* What you have to do *
Can you reproduce every line of the listing with "marker" switched to "pin" and nothing else changed? Leave the pictures out.

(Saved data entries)
====

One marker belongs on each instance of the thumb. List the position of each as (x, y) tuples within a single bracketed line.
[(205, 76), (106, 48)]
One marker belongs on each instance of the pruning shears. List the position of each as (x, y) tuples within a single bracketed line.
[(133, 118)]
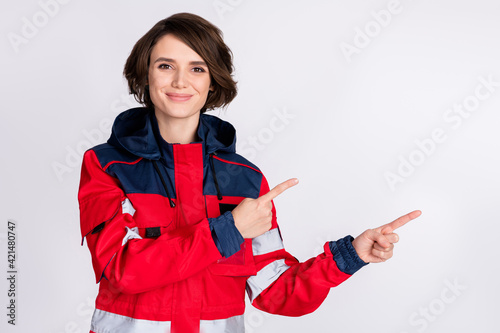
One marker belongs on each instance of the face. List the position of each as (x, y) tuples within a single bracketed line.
[(178, 79)]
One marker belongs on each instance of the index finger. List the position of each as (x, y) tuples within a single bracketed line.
[(278, 189), (399, 222)]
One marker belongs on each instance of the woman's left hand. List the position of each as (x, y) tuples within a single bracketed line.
[(376, 245)]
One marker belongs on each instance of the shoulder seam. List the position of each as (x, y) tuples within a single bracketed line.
[(122, 162)]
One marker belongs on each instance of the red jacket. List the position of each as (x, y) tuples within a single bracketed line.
[(147, 211)]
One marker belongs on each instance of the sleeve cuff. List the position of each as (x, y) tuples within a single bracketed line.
[(226, 236), (345, 255)]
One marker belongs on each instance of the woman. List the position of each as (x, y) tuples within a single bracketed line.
[(177, 223)]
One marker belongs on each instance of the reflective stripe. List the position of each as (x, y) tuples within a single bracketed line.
[(104, 322), (267, 242), (267, 275), (131, 234), (234, 324), (127, 207)]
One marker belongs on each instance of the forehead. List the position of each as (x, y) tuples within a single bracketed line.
[(170, 46)]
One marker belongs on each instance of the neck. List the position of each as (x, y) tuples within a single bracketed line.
[(178, 130)]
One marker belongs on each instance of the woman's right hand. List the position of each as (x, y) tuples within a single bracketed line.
[(253, 217)]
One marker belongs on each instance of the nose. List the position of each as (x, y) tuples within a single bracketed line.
[(179, 80)]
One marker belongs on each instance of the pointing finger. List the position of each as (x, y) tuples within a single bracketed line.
[(399, 222), (278, 189)]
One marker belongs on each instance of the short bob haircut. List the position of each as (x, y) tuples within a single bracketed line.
[(201, 36)]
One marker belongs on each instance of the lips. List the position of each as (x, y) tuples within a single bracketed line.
[(179, 97)]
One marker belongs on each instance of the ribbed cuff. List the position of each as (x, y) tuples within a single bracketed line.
[(345, 255), (226, 236)]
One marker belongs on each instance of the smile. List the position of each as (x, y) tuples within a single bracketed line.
[(179, 97)]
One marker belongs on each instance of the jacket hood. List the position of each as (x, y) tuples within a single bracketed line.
[(136, 131)]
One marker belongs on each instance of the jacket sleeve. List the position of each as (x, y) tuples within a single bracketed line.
[(287, 287), (133, 264)]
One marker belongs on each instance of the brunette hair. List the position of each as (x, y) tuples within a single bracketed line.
[(201, 36)]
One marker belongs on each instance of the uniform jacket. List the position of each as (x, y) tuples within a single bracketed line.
[(149, 212)]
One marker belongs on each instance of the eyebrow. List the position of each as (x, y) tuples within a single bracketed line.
[(172, 60)]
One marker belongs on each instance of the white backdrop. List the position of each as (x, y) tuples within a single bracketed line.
[(378, 107)]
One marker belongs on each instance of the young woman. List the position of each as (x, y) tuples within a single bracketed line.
[(178, 224)]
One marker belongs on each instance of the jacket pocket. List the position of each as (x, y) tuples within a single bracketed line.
[(239, 264)]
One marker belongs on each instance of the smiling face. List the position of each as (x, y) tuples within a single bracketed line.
[(178, 78)]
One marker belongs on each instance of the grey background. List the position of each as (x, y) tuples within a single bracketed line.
[(351, 121)]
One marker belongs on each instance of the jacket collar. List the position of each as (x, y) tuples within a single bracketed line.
[(136, 131)]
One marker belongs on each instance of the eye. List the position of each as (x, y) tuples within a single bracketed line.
[(163, 66), (198, 70)]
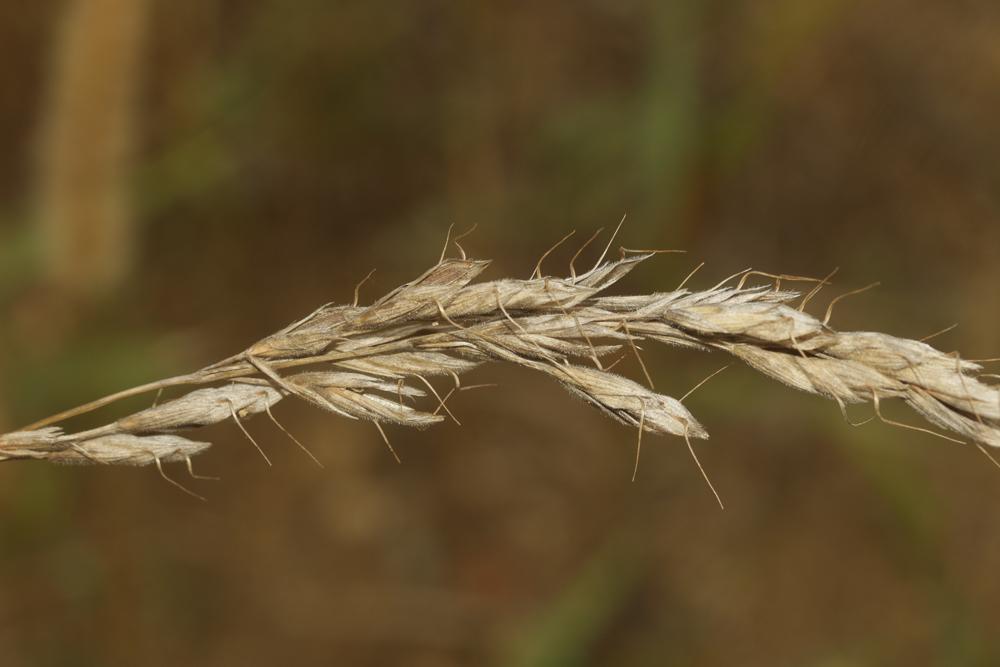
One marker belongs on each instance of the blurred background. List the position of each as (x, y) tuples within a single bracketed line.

====

* Exercise result *
One pin belongs on each instance of the thumb. List the position of each as (x, y) tuples within a single bracketed line.
[(205, 76), (106, 48)]
One pin belongs on each instance of the pruning shears. List the position of each as (x, y) tuples within a single bracketed line.
[(133, 118)]
One pin belongs on each instance of the face. List the position of each as (x, y) tuples within a single bracketed line.
[(178, 79)]
One pin belongs on each instance of the index finger. List the position of each as (x, y) tuples within a single bracketed line.
[(278, 189), (399, 222)]
One pin belongs on each instance of the woman's left hand. List the position of each as (x, y) tuples within a single bracketed line.
[(376, 245)]
One pin belongs on each instance of the shoulder seam. List the position of each as (x, y) tuples within a single bracketed line.
[(122, 162)]
One pin belongs on each instance of the red jacket. List the position of each as (x, y) tuples within a single bracketed line.
[(147, 211)]
One pin belongs on each instance of the sleeve cuff. List the position of each as (x, y) tuples within a single bracketed line.
[(226, 236), (345, 255)]
One pin belongs on each instance of the woman. List the position of each as (x, y) tuples within a single bracketed line.
[(177, 223)]
One pin belongs on each instance of the reflective stripe. List the position of each as (x, y) tuples within a single bracketed line.
[(104, 322), (267, 242), (267, 275), (131, 234), (234, 324), (127, 207)]
One pin belongs on each instance of the forehead. List the position of each as (x, y) tuples within a single bracketed line.
[(170, 46)]
One pin belongs on each instance of the neck. List the position of each as (x, y) tuples within a single bracketed line.
[(178, 130)]
One pin belongs on each instance of the woman's right hand. List the position of each as (x, y) tuples within a single bracketed line.
[(253, 217)]
One pin belongs on each instance of the nose. List the position of each as (x, y) tuples within a single bracketed line.
[(179, 80)]
One pin belongs on each instance of the pointing finger. List the position of each as (x, y) tuples within a single bracketed line.
[(399, 222), (278, 189)]
One pin belongs on each instance of the short bob haircut. List the position of each as (x, y) tuples within a single bracketed line.
[(201, 36)]
One pin belongs on each instance of the lips. List the position of each as (x, y) tuples within a single bracketed line.
[(179, 97)]
One pin belongs on each instance of the ribbed cuff. List the position of each as (x, y) tuples within a single bracketed line.
[(345, 255), (226, 236)]
One pin belongs on each instance of the smile. List the position of each as (x, y) tuples within a single bracketed line.
[(179, 97)]
One pin belongs on each instance of the jacket hood. List the position of each as (x, y) tuples within a single bracketed line.
[(136, 131)]
One pin belongs on each instance of the jacket sleeve. List the position of each as (x, y) tuples within a single bracketed line.
[(287, 287), (133, 264)]
One pin belongs on each instance of the brunette hair. List the position of each as (x, y) tuples within a single bracketed line.
[(201, 36)]
One pin belongs on each instance of the uniform jacket. List the position of each as (x, y) tuples within a single bracketed line.
[(149, 212)]
One pin belongs on each instance of the eyebrow. List the position of each as (x, y) tuples within a single bracketed line.
[(172, 60)]
One pin belongs on each instance of the white backdrop. List the position of each as (x, y) tuples within a single bracketed line.
[(378, 107)]
One pin belongs on each instance of the young woman. List the position of each as (x, y) tuples within a single bracketed line.
[(178, 224)]
One pin belongs on each instance of the jacket pocket. List the position of each as (x, y) tuples within a single bracketed line.
[(239, 264)]
One pin belongs on each instance of the smiling face. List the position of each as (x, y) tuples within a single bracketed line.
[(178, 78)]
One pin belongs on each instance of the grey background. List the position of each as (x, y) tuples within a single bracketed line.
[(351, 121)]
One pin belongs on each instance of the jacket collar. List the position of each as (x, y) tuples within a single bracketed line.
[(136, 131)]
One pin belongs on each instance of the eye. List the position of each as (x, y) tuples within a single bracketed line.
[(163, 66), (198, 70)]
One pin belongs on each instance of the blurred background. List the position of each as (x, y) tuples within a single bracketed line.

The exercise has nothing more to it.